- [What to produce]
For each line below with the word "shoulder", write out a copy.

────────────────────

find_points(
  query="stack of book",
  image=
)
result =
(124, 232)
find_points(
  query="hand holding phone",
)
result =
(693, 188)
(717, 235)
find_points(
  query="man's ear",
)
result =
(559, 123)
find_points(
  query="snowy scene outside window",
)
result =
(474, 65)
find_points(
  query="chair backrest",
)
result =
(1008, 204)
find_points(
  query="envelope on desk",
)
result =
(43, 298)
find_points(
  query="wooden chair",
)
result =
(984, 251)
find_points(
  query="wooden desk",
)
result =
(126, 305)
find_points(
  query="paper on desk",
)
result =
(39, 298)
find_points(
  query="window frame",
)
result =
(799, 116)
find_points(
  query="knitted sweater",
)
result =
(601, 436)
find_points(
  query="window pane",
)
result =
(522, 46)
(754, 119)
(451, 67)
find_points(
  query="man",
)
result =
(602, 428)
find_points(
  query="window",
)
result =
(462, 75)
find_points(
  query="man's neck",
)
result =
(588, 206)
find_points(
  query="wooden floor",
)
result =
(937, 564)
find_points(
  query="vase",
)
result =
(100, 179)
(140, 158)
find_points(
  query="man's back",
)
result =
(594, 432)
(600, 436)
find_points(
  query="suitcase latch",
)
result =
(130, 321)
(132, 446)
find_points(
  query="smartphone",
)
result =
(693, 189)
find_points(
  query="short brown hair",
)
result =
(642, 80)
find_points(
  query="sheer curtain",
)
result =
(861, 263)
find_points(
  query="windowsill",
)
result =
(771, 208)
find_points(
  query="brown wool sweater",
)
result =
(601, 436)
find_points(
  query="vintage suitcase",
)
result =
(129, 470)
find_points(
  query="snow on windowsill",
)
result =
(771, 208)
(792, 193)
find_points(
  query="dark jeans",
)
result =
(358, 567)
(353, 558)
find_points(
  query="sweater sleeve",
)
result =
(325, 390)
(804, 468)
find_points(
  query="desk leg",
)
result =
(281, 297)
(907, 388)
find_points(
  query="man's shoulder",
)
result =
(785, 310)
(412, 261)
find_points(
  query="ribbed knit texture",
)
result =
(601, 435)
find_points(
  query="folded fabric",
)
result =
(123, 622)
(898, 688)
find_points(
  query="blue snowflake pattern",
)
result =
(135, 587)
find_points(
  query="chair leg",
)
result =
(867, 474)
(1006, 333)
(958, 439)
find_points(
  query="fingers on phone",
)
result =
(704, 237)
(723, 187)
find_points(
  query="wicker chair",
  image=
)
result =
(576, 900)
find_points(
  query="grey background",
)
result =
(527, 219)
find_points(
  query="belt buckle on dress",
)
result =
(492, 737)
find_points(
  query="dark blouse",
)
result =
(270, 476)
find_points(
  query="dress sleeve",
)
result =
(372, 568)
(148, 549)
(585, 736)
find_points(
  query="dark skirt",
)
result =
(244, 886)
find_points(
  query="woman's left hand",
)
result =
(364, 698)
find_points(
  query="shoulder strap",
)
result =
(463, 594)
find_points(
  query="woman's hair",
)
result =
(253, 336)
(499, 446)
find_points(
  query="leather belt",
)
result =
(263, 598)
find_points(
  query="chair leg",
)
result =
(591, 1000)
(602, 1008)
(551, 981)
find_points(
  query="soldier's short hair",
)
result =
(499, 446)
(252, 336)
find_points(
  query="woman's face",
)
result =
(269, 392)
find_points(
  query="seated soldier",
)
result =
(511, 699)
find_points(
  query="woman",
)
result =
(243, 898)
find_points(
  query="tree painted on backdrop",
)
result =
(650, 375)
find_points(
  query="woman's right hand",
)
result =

────────────────────

- [Solution for this exercise]
  query="man's shoulder",
  query="shoulder strap",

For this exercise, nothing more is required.